### Directions for this task
Copy the part of the listing that opens with the line containing "of the doorway." and closes with the line containing "[(335, 19)]", reproducing those lines without any change.
===== Given data
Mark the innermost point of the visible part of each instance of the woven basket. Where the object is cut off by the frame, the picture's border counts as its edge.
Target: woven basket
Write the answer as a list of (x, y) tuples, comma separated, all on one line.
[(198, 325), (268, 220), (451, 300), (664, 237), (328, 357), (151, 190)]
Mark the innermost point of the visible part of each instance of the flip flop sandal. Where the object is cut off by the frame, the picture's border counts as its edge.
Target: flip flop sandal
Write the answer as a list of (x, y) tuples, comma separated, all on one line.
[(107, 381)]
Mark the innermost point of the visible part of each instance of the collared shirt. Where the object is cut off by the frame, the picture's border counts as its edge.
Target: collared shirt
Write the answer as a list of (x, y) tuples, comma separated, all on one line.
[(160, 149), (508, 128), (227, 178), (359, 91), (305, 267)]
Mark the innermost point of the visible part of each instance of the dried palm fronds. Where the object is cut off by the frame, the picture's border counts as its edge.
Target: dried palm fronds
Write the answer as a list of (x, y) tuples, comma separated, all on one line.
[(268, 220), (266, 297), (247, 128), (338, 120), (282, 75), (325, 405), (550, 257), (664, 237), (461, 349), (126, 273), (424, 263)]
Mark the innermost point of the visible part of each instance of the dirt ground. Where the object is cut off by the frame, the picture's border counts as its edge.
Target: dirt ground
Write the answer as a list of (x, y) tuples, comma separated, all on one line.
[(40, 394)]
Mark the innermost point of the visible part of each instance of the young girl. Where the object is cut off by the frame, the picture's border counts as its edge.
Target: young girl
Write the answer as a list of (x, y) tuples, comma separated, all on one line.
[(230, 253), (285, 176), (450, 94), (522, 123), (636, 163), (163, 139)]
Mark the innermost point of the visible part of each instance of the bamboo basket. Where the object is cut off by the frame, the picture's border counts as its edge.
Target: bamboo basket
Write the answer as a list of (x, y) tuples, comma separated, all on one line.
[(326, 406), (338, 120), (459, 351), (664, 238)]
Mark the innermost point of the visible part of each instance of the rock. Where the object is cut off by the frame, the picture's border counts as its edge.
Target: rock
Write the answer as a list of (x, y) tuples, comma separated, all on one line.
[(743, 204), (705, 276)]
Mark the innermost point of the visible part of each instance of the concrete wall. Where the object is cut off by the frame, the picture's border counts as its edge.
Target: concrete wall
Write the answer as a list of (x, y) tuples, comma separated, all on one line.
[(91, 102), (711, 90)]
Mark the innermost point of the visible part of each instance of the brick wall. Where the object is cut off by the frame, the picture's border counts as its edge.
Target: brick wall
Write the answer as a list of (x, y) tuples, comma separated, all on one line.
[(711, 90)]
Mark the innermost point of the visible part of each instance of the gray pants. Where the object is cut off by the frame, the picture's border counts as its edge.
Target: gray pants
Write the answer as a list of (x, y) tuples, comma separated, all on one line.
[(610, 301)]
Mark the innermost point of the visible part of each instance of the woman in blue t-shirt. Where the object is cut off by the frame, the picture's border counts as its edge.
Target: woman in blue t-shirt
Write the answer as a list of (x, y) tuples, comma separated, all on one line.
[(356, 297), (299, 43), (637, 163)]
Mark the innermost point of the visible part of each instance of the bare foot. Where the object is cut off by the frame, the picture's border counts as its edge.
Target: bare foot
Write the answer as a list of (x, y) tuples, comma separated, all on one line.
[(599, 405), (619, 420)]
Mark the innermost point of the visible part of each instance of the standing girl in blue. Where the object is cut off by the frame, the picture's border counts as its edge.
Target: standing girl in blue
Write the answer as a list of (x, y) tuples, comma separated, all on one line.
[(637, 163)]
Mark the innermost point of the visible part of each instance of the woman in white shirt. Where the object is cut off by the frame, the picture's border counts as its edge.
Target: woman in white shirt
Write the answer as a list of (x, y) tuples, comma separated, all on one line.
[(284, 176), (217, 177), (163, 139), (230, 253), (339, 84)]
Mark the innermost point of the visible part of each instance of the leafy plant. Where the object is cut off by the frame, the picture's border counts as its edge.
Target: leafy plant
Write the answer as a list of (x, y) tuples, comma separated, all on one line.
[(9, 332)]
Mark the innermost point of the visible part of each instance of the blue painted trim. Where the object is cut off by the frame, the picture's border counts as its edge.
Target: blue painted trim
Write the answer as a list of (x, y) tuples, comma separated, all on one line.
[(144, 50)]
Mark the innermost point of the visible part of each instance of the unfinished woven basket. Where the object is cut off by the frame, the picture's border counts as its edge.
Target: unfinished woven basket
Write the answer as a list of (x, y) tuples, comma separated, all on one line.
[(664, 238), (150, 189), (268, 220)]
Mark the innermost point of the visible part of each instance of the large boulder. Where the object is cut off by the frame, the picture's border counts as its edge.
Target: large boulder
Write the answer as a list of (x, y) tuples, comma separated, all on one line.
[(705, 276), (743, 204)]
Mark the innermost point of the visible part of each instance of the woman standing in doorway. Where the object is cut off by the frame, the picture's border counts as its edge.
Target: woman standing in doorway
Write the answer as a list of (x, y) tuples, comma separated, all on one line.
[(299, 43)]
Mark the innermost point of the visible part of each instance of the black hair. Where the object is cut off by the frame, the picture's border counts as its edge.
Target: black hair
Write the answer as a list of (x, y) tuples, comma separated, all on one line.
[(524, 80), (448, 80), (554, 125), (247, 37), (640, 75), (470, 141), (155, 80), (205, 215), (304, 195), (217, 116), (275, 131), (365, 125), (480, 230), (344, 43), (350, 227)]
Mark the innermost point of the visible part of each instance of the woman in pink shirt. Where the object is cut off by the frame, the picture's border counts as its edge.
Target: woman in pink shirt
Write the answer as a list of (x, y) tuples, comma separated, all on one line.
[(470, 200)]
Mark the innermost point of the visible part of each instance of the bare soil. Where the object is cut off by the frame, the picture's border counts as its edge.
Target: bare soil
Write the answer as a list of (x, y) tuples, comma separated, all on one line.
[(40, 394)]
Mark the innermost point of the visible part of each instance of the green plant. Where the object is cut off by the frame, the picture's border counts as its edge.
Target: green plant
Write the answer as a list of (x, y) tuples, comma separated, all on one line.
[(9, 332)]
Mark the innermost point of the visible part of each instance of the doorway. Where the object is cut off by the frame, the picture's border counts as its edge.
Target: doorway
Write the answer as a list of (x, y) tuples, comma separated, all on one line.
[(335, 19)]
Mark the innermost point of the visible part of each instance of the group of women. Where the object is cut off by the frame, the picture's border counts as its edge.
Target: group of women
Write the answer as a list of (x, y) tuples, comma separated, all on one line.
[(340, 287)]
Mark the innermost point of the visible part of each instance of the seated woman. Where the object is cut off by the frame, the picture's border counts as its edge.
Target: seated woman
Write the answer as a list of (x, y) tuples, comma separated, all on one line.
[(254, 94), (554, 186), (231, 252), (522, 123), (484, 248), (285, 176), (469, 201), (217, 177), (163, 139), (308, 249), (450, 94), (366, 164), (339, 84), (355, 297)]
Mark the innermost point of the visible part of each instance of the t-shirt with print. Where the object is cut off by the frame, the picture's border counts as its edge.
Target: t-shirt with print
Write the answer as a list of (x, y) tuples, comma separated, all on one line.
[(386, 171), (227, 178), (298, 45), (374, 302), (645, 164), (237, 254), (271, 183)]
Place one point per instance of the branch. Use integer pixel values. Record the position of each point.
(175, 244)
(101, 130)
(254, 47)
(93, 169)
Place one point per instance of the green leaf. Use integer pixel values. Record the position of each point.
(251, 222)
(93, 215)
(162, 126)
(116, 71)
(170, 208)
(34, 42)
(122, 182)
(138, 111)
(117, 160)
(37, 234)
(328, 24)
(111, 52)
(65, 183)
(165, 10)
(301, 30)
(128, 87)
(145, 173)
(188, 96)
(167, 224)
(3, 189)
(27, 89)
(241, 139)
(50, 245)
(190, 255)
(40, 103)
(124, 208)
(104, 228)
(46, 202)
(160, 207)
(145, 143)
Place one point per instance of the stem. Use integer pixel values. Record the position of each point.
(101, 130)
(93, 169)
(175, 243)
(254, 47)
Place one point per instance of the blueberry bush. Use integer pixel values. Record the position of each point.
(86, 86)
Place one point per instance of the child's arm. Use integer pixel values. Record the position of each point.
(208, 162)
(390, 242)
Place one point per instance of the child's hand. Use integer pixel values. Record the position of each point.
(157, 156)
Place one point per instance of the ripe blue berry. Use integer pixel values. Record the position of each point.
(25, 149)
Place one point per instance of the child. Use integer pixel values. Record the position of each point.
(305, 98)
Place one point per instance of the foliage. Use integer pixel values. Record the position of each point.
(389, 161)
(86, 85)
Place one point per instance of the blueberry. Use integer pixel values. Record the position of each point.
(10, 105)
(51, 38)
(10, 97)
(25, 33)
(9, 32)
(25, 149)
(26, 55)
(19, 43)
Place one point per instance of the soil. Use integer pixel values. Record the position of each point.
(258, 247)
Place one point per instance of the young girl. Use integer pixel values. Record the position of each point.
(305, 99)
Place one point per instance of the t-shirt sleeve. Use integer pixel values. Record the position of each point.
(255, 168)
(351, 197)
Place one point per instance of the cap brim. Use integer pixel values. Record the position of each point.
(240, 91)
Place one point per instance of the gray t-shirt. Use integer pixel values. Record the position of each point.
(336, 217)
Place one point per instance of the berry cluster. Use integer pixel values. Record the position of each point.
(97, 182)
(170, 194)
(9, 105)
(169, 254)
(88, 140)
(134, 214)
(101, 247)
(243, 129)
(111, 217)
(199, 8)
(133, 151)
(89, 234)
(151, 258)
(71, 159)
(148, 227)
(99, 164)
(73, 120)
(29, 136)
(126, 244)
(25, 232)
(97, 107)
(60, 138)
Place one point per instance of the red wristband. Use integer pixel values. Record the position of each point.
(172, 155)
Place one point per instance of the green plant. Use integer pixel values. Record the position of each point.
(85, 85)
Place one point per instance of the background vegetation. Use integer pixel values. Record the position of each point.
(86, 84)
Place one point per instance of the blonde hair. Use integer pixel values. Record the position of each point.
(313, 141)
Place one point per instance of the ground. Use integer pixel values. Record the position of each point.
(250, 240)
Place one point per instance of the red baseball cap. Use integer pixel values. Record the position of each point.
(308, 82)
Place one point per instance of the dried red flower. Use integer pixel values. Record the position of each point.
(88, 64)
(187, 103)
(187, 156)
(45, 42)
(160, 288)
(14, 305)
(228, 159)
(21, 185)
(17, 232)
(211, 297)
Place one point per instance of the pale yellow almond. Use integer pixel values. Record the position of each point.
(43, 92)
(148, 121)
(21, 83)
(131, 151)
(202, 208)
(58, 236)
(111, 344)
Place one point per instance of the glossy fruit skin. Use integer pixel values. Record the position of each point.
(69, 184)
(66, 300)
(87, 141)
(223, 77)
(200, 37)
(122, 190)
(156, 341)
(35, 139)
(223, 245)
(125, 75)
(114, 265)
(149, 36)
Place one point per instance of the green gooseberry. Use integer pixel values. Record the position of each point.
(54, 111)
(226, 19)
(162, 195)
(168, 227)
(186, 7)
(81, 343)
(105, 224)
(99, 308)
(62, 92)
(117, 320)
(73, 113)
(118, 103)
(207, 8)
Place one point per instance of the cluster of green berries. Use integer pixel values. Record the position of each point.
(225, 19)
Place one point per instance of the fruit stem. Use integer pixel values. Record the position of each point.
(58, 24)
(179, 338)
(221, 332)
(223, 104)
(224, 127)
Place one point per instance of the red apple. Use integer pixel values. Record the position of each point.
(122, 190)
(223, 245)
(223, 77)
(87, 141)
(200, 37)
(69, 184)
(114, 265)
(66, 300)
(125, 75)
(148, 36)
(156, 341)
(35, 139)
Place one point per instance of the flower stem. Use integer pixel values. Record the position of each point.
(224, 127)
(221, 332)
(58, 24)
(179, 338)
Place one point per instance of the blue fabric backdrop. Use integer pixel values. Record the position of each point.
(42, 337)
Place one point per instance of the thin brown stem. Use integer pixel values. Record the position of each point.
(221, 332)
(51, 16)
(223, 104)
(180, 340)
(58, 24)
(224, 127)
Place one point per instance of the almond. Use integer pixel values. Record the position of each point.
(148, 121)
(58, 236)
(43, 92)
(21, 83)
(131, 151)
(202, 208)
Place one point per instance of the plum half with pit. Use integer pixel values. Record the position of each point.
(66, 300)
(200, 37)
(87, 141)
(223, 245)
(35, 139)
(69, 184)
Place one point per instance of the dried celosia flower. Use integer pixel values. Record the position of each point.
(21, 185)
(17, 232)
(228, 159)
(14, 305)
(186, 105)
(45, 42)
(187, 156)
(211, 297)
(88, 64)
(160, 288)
==========
### Result of the task
Mark the innermost point of the visible part of each instance of the doorway. Where the object is cut off by the frame, the picture's border counts as its edge.
Target: doorway
Write the answer as a list of (x, y) tuples, comma separated, all on one line.
[(335, 19)]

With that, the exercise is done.